→ **WHAT TO PRODUCE**:
Find the line that contains "Each instance gets a single point. Label the silhouetted"; then retype it and each line after it, exactly, through the final line of the data below.

Dataset items
▶
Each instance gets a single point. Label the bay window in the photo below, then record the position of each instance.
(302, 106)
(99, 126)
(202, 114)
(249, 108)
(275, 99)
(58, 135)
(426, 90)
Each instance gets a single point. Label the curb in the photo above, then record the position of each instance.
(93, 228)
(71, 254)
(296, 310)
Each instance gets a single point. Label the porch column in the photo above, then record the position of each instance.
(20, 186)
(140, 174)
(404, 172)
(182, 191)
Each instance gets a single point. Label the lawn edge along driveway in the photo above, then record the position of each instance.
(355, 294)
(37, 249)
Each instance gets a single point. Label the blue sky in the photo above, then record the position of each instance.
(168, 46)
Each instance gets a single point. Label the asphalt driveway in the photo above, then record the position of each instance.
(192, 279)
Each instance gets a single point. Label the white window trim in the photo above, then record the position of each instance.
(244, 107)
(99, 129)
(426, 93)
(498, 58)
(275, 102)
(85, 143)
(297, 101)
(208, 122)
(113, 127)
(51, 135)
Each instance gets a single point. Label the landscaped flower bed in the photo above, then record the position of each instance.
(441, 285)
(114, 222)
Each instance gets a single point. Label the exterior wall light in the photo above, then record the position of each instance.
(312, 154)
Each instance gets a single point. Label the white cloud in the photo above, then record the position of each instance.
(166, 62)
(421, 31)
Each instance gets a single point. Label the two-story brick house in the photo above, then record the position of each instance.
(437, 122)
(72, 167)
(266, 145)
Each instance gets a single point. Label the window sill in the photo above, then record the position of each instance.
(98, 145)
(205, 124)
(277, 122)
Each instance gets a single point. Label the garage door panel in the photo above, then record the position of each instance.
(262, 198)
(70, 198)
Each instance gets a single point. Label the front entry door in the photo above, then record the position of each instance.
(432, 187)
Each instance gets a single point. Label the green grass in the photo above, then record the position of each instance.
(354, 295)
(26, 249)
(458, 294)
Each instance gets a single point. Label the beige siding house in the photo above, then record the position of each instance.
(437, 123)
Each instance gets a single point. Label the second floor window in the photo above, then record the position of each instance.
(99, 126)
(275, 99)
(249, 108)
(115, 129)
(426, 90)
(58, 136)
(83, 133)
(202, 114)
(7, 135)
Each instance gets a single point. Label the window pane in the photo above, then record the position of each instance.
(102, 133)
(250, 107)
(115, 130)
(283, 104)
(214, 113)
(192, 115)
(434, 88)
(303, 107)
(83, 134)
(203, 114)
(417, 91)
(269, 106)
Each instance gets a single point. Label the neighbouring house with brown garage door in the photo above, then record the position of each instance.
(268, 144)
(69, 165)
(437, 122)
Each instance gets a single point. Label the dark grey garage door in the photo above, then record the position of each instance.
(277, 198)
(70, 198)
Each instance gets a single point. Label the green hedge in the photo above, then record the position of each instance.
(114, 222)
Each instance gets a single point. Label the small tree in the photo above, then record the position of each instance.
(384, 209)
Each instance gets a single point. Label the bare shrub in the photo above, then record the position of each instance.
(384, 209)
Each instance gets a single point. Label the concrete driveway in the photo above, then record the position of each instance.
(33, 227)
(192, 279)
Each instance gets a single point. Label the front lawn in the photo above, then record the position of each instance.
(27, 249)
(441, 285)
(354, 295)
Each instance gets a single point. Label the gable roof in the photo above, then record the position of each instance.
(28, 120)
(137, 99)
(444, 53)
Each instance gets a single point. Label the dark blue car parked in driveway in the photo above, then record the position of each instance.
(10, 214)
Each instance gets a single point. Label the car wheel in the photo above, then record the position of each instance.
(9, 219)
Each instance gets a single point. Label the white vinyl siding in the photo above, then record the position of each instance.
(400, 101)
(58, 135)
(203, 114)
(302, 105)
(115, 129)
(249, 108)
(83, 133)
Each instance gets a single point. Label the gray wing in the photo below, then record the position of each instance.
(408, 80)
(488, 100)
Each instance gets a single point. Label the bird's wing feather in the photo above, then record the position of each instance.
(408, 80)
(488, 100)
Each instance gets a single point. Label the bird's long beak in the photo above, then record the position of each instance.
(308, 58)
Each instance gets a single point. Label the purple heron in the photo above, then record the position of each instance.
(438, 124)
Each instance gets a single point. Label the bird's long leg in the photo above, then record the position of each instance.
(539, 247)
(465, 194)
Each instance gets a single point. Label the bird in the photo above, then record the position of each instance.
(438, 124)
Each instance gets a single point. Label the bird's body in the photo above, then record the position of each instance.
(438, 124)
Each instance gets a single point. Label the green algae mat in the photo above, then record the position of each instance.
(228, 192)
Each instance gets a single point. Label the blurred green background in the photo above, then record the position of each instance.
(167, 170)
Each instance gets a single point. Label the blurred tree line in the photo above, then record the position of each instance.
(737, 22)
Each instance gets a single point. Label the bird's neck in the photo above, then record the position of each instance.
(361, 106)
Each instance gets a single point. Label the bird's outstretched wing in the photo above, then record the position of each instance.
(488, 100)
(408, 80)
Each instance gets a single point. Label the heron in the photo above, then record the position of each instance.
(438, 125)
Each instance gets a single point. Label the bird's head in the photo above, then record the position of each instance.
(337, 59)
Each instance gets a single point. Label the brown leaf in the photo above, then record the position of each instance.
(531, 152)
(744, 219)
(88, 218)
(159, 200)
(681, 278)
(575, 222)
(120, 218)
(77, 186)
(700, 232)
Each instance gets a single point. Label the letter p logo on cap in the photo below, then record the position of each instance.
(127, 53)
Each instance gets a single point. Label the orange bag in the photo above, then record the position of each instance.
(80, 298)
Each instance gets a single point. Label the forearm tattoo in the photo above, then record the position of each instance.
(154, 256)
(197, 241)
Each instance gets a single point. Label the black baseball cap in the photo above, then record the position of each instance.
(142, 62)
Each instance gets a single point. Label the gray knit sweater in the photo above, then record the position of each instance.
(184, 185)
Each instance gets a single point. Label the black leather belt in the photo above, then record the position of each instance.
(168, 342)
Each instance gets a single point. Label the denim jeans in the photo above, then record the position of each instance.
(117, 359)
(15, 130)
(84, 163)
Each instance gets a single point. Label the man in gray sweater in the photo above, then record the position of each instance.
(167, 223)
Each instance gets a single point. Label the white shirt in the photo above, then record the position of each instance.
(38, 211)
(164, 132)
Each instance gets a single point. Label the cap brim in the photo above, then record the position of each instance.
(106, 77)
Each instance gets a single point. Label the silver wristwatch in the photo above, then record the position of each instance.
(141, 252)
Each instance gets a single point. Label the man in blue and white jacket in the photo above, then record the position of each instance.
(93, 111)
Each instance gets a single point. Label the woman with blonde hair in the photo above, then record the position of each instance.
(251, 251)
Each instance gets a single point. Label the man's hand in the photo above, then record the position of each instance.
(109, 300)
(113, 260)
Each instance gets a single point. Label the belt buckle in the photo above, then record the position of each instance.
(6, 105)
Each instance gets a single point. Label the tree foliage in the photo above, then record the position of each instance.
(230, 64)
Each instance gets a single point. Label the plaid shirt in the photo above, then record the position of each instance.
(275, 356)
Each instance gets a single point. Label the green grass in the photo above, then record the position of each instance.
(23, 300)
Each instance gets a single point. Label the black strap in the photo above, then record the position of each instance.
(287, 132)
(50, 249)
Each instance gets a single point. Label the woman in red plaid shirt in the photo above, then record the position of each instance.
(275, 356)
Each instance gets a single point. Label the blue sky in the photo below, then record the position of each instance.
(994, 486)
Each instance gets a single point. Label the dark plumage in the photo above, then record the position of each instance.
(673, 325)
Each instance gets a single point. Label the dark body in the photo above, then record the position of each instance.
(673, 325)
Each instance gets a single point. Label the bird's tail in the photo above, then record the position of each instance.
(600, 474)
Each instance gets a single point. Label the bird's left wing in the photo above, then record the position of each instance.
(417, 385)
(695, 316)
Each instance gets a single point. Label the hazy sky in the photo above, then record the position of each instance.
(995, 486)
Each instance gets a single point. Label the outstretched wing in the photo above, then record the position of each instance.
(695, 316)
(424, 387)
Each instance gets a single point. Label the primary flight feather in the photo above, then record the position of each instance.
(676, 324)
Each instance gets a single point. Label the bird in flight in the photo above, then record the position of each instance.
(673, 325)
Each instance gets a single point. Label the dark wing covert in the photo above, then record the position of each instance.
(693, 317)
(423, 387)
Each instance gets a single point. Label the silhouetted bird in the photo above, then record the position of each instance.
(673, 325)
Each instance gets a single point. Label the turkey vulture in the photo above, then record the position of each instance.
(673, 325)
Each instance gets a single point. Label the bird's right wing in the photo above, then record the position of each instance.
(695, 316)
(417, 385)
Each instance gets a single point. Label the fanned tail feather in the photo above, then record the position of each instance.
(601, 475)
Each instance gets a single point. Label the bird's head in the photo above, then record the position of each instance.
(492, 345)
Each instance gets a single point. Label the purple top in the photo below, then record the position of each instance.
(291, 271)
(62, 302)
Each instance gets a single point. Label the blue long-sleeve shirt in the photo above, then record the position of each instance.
◀
→ **WRITTEN SOLUTION**:
Each instance gets a single point. Label the silhouetted bird in the photo above, then record the position of each instance.
(673, 325)
Each instance gets a single point. Label the turkey vulture in the photo above, then record the position of each instance.
(673, 325)
Each instance gets a single point. Label the bird's right wing in the photo above, then record the position of each instance.
(695, 316)
(417, 385)
Each instance gets a single point. Label the fanned tail feather in the photo above, then record the position of each instance.
(601, 475)
Each instance gets a single point. Label the bird's head in the photo above, then record the position of each instance.
(492, 345)
Each instance gets a single point. Label the purple top in the photo below, then record the position of each instance.
(291, 271)
(62, 302)
Each instance gets a single point. Label the blue long-sleeve shirt in the photo above, then record the position of each instance.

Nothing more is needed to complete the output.